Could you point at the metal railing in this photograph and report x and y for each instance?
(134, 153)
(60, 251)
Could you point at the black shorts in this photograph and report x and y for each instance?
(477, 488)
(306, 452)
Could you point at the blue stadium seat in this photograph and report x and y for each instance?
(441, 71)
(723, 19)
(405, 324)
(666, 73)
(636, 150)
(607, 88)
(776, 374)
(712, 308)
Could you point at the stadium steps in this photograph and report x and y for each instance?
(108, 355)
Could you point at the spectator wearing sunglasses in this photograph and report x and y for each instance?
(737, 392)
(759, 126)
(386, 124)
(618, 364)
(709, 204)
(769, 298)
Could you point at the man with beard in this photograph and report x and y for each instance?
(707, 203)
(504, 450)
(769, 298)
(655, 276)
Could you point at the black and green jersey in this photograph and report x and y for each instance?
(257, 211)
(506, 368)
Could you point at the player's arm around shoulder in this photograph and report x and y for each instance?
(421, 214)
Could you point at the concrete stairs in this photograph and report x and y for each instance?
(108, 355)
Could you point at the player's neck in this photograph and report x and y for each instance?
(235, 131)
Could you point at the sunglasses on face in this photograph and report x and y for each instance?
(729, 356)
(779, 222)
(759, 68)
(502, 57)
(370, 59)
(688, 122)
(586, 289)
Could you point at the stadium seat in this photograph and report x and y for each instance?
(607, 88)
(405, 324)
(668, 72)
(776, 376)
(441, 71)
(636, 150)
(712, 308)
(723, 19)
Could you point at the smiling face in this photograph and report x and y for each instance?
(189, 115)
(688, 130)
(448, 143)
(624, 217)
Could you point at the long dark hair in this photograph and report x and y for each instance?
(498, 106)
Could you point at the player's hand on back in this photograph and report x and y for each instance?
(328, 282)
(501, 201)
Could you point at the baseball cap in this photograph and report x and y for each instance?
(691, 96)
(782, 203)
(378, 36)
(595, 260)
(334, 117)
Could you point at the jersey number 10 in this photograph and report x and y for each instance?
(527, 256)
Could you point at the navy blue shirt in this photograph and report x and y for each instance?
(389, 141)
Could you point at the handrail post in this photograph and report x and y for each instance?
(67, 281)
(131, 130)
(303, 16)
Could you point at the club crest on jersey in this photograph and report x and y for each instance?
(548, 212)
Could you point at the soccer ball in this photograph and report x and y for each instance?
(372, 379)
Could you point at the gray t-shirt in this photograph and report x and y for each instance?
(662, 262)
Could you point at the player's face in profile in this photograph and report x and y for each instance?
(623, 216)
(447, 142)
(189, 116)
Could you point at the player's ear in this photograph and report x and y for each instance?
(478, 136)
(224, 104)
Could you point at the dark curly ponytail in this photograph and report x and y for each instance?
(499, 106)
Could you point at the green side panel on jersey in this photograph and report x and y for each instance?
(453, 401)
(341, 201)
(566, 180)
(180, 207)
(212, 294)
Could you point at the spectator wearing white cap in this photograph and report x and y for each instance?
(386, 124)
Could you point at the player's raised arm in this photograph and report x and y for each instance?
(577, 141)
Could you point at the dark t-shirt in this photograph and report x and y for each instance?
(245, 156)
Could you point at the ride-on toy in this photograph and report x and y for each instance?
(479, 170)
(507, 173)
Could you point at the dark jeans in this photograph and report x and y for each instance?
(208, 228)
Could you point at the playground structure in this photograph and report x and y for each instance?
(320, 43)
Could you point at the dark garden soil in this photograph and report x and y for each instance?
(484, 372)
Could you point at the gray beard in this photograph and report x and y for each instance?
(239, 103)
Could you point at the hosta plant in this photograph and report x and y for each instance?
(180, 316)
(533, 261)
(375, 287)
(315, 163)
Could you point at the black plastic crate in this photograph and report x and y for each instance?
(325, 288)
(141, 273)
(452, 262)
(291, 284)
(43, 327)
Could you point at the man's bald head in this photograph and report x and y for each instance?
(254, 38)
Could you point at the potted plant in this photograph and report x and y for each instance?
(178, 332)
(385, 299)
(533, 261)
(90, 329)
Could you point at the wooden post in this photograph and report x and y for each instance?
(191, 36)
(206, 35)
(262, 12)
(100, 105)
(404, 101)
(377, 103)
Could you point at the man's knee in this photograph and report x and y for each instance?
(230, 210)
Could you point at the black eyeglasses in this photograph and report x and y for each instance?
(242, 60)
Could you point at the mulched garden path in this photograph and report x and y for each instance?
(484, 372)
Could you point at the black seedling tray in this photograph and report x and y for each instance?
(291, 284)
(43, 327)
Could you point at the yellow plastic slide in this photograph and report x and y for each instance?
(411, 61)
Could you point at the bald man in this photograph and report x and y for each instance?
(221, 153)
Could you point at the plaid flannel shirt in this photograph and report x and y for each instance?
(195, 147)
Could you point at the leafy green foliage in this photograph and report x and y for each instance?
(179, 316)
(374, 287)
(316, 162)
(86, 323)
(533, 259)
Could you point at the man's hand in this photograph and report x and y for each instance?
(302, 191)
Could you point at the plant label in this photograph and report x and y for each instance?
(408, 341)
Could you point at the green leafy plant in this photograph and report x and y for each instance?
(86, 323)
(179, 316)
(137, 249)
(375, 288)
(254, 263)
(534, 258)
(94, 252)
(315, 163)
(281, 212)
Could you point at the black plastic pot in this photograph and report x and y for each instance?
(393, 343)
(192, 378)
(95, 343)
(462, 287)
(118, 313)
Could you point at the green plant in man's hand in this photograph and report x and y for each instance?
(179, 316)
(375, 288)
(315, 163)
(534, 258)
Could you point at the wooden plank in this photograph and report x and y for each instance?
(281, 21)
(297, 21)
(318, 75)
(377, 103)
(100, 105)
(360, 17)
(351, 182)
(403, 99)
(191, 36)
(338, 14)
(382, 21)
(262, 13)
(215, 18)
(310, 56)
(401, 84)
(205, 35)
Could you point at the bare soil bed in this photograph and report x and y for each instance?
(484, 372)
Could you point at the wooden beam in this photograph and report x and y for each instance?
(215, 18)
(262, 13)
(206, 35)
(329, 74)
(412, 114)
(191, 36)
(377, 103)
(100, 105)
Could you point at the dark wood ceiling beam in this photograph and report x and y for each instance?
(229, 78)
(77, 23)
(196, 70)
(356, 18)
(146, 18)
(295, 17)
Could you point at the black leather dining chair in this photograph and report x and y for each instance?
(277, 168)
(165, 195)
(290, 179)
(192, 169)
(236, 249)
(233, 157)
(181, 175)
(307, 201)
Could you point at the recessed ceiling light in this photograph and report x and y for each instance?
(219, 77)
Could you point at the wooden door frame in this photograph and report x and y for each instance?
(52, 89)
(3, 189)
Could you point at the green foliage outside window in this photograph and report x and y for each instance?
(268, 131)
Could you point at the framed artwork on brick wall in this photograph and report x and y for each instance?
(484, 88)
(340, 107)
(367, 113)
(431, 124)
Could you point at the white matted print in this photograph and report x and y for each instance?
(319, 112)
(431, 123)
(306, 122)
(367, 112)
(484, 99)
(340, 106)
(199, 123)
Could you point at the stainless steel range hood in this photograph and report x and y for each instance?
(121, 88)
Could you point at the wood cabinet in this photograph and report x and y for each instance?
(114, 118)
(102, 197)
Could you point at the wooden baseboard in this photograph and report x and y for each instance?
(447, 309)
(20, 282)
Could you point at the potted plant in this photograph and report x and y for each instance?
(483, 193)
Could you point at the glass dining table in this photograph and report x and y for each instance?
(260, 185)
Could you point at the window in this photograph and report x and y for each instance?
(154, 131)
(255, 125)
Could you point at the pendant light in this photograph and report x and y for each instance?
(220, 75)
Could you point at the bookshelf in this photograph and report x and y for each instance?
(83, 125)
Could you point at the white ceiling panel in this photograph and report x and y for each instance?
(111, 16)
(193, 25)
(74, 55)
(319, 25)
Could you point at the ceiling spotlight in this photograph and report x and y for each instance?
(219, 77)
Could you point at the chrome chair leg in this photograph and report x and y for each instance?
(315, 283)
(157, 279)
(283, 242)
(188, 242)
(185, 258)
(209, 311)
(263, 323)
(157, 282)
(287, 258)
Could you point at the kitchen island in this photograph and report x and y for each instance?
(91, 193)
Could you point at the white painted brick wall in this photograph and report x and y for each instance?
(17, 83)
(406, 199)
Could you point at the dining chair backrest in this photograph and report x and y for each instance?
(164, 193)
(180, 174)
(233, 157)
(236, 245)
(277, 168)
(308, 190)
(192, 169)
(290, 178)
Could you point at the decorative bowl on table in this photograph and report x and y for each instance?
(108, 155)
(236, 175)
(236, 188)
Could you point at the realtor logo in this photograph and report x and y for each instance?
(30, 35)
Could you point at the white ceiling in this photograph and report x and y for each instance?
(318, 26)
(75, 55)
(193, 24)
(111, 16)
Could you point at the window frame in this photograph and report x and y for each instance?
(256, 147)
■ ■ ■ ■ ■ ■ ■
* _Task requirements_: From the line containing "Could you point at the decorative" down to the final line of the data, write out every line exactly; both the first and last of these belong in your answer, and nothing else does.

* _Written solution_:
Could you point at the decorative bowl on table in this photograph and report x and y for each instance?
(108, 155)
(236, 175)
(236, 188)
Could you point at the realtor logo in this photograph and report x and y for each instance?
(30, 35)
Could you point at the white ceiling in this photograph and report x and y for each instance?
(318, 26)
(75, 55)
(193, 24)
(111, 16)
Could you point at the window frame in this photograph and report x and y for each instance?
(256, 147)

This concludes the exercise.